EXERCISE DETAILS ->
Copy the whole listing below word for word, with every line in its original order and form.

GIVEN ENTRIES ->

* * *

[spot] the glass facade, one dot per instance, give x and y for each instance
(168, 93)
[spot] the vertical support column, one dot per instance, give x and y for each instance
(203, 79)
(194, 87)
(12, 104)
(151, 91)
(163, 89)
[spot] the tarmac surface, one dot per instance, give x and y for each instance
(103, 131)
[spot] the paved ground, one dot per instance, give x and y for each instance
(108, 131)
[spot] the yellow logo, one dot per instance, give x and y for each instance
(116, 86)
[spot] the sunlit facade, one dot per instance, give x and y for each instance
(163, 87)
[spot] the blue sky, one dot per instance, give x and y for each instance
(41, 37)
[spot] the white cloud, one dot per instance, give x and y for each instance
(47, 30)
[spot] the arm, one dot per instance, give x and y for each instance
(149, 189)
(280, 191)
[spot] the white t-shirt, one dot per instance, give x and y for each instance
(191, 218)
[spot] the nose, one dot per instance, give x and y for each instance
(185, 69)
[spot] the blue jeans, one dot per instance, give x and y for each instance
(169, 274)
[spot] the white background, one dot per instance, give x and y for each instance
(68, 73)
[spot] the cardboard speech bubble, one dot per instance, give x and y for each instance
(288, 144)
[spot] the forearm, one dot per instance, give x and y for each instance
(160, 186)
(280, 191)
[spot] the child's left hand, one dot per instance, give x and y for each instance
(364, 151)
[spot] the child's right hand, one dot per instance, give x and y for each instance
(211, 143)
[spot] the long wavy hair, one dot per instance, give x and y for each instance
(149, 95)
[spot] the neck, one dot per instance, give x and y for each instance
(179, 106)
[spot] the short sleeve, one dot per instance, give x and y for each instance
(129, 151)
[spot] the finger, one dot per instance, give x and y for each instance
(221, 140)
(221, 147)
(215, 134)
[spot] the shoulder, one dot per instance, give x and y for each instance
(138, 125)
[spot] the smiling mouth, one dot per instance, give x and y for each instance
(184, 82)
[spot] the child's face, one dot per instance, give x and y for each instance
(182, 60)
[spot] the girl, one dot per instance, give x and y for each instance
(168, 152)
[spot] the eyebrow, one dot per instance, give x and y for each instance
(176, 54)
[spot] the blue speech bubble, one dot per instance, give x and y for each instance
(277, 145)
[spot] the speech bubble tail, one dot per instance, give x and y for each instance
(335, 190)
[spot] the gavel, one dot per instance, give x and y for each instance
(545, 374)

* * *

SOLUTION TO THIS PROBLEM ->
[spot] the glass facade, one dot per instance, give x and y for each instance
(168, 93)
[spot] the vertical support column, one dot per instance, give x and y for each instance
(203, 79)
(194, 87)
(12, 104)
(151, 91)
(163, 89)
[spot] the tarmac surface, one dot per instance, give x and y for each instance
(103, 131)
[spot] the paved ground, one dot per instance, give x and y for each instance
(108, 131)
[spot] the yellow logo, one dot per instance, give x and y for each instance
(116, 86)
[spot] the sunlit facade, one dot per instance, give x and y for each instance
(163, 87)
[spot] the blue sky, one dot per instance, give x and y for each instance
(41, 37)
[spot] the white cloud, one dot per instance, give x and y for each instance
(47, 30)
[spot] the arm, one dot per instance, give x and y for each instance
(149, 189)
(280, 191)
[spot] the white t-shirt, one dot per instance, give x and y for each instance
(191, 218)
[spot] the nose, one dot per instance, give x and y for each instance
(185, 69)
[spot] the blue jeans, one dot per instance, give x and y for each instance
(169, 274)
[spot] the white background, one dot per instance, give x and y for each instance
(68, 73)
[spot] the cardboard speech bubble, one dot per instance, give x and y for each instance
(288, 144)
[spot] the forearm, one dot per instance, give x and y for each instance
(160, 186)
(280, 191)
[spot] the child's left hand, one dot per instance, give x and y for each instance
(364, 151)
[spot] the child's right hand, one dot per instance, give x and y for each instance
(211, 143)
[spot] the long wavy hair, one dot per instance, give x and y for each instance
(149, 95)
[spot] the neck, one dot per instance, give x and y for each instance
(179, 106)
[spot] the short sleeve, one dot per instance, give x and y for each instance
(129, 151)
[spot] the finger, one dot per instance, give x and y for each instance
(221, 140)
(221, 147)
(215, 134)
[spot] the shoulder, one dot per instance, give x and y for each instance
(138, 125)
[spot] the smiling mouth, one dot per instance, give x and y for each instance
(184, 82)
[spot] the child's face, one dot per instance, give x and y for each instance
(182, 60)
[spot] the girl, one dot per instance, give x and y for each instance
(168, 152)
[spot] the eyebrow, one dot per instance, give x and y for each instance
(176, 54)
[spot] the blue speech bubble, one dot per instance, give x and y for each instance
(277, 145)
[spot] the speech bubble tail, one dot per instance, give x and y for each instance
(335, 190)
[spot] the gavel, one dot per instance, give x and y for each instance
(545, 374)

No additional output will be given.